TO DO:
Can you transcribe every record below exactly as it appears?

PROVIDED DATA:
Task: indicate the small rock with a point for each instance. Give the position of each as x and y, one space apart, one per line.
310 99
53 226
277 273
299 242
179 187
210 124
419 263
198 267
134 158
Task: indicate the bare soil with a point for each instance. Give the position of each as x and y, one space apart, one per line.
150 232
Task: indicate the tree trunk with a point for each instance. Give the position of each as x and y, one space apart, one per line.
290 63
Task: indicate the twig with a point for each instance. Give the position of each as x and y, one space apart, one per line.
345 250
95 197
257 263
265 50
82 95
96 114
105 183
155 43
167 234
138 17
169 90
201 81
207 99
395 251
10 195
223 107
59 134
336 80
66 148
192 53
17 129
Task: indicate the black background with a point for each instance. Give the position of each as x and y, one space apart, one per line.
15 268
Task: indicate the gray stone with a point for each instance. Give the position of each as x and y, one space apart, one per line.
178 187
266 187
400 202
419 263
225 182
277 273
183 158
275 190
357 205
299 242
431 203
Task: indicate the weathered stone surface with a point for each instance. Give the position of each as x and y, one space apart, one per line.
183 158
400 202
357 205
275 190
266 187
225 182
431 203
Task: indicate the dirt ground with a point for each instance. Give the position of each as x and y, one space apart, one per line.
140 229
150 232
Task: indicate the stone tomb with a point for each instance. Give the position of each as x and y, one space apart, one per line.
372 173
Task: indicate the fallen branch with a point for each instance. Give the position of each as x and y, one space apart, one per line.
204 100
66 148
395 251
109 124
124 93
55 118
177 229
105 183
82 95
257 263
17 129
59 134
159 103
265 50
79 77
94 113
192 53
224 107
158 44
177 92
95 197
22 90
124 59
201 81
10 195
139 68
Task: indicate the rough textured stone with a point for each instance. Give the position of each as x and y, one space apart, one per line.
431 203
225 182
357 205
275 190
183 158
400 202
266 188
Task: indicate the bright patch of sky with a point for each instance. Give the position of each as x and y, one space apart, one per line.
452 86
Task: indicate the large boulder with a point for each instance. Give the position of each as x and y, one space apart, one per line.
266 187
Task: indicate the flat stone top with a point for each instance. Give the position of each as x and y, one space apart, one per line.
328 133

EXPECTED OUTPUT:
Task: indicate the small rock with a point for each instance. Give the position of each as x and y, one space apart, one per line.
310 99
53 226
277 273
299 242
179 187
210 124
419 263
198 267
134 158
Task: indicate the bare soil with a point for each instance. Give the position of each as x and y, one space apart, one per line.
150 232
Task: indicate the tree trunk with a point for each instance. Give the position of each as x and y, one space apart, one per line.
290 63
Task: indicate the twig with a point for each instance. Give the position of each as x and y, one space apart, one per line.
345 250
95 197
257 263
265 50
82 95
96 114
105 183
155 43
167 234
138 17
169 90
201 81
207 99
395 251
10 195
223 107
59 134
336 80
66 148
192 53
17 129
Task: indicate the black background with a point for each instance. Give the position of each as x and y, one space apart, one per line.
15 268
Task: indicate the gray stone with a point for each instance. Give the position of each as x and y, one space apart, one per line.
178 187
266 187
400 202
419 263
225 182
277 273
183 158
275 190
357 205
299 242
431 203
Task: indicate the weathered stone surface with a point for each instance. Give the position of each as x and y, one space apart, one per line.
183 158
400 202
357 205
275 190
266 187
225 182
431 203
Task: indicate the dirt ground with a point for each instance. Give the position of each as x and y, one space apart, one per line.
140 229
150 232
Task: indicate the stone tomb with a point for each instance. Give the position of each as x and y, one space apart, one per line.
372 173
Task: indicate the fallen branch with a point for each instance. Give the position of each as x and y, one space apart, one per line.
204 100
66 148
395 251
109 124
124 93
55 118
177 229
105 183
82 95
257 263
17 129
59 134
159 103
265 50
79 77
94 113
192 53
224 107
158 44
177 92
95 197
22 90
124 59
201 81
10 195
139 68
Task: indicate the rough textured stone with a point for each instance. Give the position of each as x and y, one space apart, one per line.
431 203
225 182
357 205
275 190
183 158
400 202
266 188
Task: indicate the bright patch of sky with a point for each instance. Give the position of each as x and y, one space apart, one per line.
452 86
Task: indicate the large boulder with a point for each instance. Give the position of each as x and y, one space apart, one per line.
266 187
Task: indicate the flat stone top with a point for each instance. Give the position of each as x and y, one space apart, one per line.
328 133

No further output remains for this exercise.